◆ Work task
Return every line below exactly as written.

◆ Records supplied

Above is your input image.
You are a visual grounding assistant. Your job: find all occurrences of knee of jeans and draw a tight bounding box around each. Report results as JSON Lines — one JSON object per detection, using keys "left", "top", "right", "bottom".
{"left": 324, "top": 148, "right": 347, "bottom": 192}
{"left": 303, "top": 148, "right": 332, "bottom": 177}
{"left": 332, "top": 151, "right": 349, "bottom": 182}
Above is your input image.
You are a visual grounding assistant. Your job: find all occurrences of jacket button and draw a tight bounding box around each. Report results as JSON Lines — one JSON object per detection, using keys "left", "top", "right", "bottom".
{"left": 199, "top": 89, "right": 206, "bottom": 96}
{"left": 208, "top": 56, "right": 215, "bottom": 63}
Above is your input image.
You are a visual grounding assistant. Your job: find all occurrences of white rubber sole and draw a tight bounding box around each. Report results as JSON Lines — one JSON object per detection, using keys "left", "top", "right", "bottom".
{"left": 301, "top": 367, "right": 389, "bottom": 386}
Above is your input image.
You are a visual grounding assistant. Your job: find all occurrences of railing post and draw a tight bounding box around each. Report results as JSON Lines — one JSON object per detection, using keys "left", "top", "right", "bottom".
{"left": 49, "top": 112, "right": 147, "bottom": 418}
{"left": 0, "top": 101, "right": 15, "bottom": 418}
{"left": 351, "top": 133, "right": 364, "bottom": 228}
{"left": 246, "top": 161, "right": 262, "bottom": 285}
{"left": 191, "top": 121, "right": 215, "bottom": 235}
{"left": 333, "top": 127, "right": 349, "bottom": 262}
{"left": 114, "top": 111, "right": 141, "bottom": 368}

◆ Reply to the exercise
Above is your input image.
You are a visual grounding assistant. Your job: find all occurrences of knee of jeans and draw a tight bounding box around each. Report results as JSON Lines — one JSON object per detection, using keys "left", "top", "right", "bottom".
{"left": 324, "top": 148, "right": 347, "bottom": 192}
{"left": 303, "top": 148, "right": 332, "bottom": 177}
{"left": 332, "top": 151, "right": 349, "bottom": 182}
Above is your input image.
You are a visual grounding assistant. Your job: find all occurrences of jacket button and draw a tight bounding box around each. Report results as JSON Lines — one JSON object per detection, using keys "left", "top", "right", "bottom".
{"left": 199, "top": 89, "right": 206, "bottom": 96}
{"left": 208, "top": 56, "right": 215, "bottom": 63}
Above is your input image.
You are a visual grounding assistant. Your job: find all occurrences of white rubber sole and draw a tight bounding box around each. Report results as JSON Lines — one JSON object per detection, using keys "left", "top", "right", "bottom".
{"left": 301, "top": 367, "right": 389, "bottom": 386}
Above is your input image.
You are a visual grounding assistant. Your job: find all occurrences of railing post and draw a tight bounding box around each. Report results as JSON Lines — one JSON object per detection, using keys "left", "top", "right", "bottom".
{"left": 49, "top": 112, "right": 147, "bottom": 418}
{"left": 0, "top": 101, "right": 15, "bottom": 418}
{"left": 351, "top": 133, "right": 364, "bottom": 228}
{"left": 246, "top": 161, "right": 262, "bottom": 285}
{"left": 191, "top": 121, "right": 215, "bottom": 235}
{"left": 333, "top": 127, "right": 349, "bottom": 262}
{"left": 114, "top": 111, "right": 141, "bottom": 368}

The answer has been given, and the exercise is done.